Il nous faut la débloquer, cette porte. Et nous n’y
arriverons pas seuls !
Laissons le Père – notre Père – nous aider à donner le
vigoureux coup d’épaule et de rabot qui nous manque pour libérer l’accès à la
venue de son Fils en nous, « sur la terre comme au ciel », dans
l’ombre et la lumière, la pesanteur et la grâce.
Oui, en cette marche de l’Avent, demandons au Père de nous
préparer à la venue de son Fils, travaillons dans le quotidien de nos jours, en
couple, en famille, dans nos engagements sociaux et professionnels, au cœur des
urgences auxquelles nous appelle la solidarité avec les plus pauvres, à ce que Son « nom soit sanctifié »,
à ce que Son « règne vienne », à ce que Sa « volonté soit faite
sur la terre comme au ciel ».
Laissons-Le restaurer nos forces en nous donnant
« notre pain de ce jour », en pardonnant « nos offenses comme
nous pardonnons aussi à ceux qui nous ont offensés », en veillant, comme
un père tendre et vigilant, à ce que nous n’entrions pas « en
tentation », celle qui consisterait à prétendre pouvoir nous passer de son
aide et de sa lumière ; à croire à un « salut sans
sauveur » ! Oui, laissons-le, sur ce sentier de l’Avent, nous
délivrer « du mal », c’est à dire de tout ce qui nous divise, nous
tiraille et nous empêche de faire l’unité en nous « par Lui, avec Lui et
en Lui ».

▶ [Travail à faire] D'après l'extrait sur l'Avent, que veut dire être délivré « du mal » ?

▶ [Matériel fourni]

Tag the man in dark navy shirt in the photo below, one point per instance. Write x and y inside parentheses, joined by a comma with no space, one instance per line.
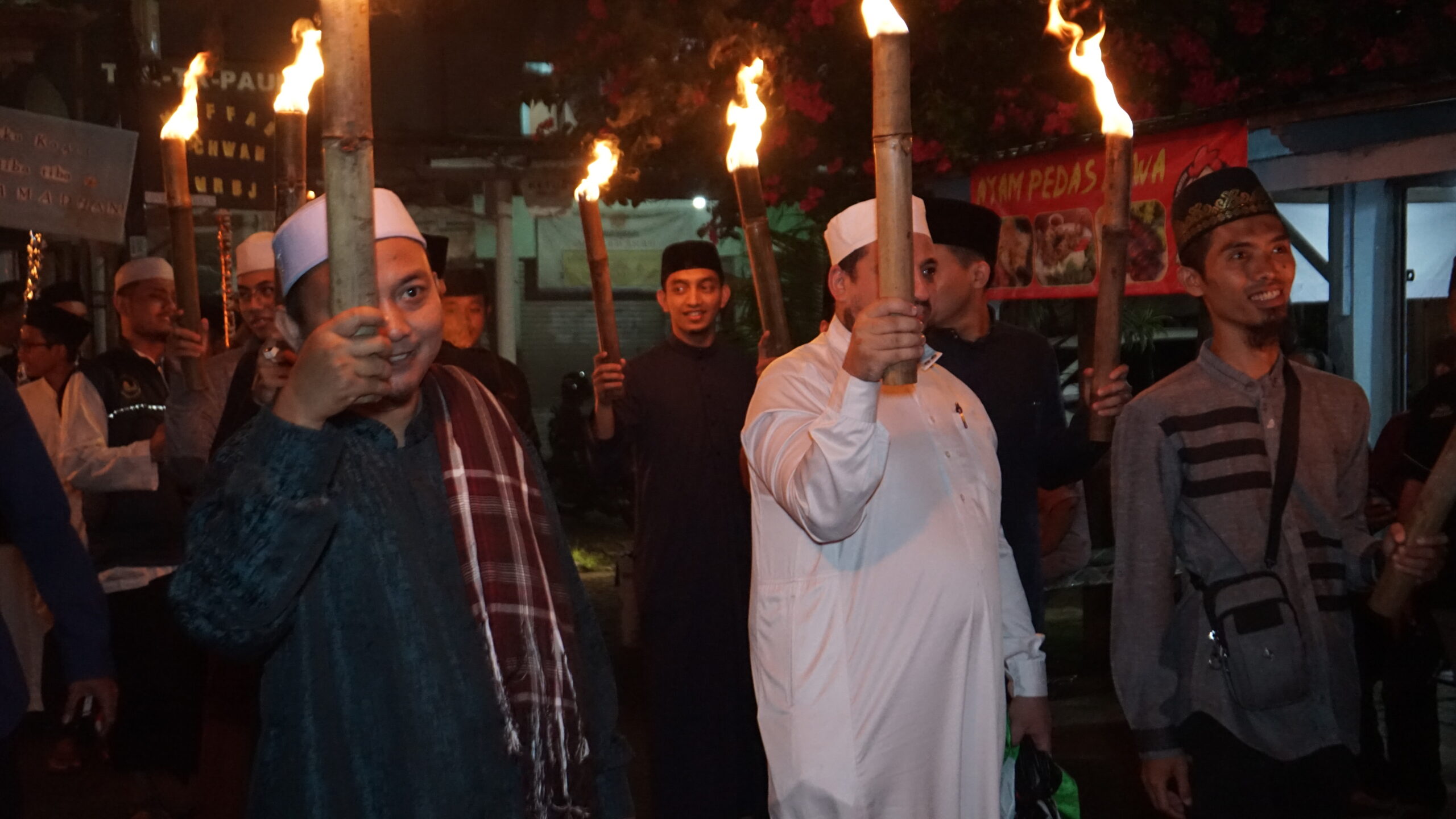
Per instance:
(1015,375)
(677,408)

▶ [Réponse] C'est être délivré de tout ce qui nous divise, nous tiraille et nous empêche de faire l'unité en nous.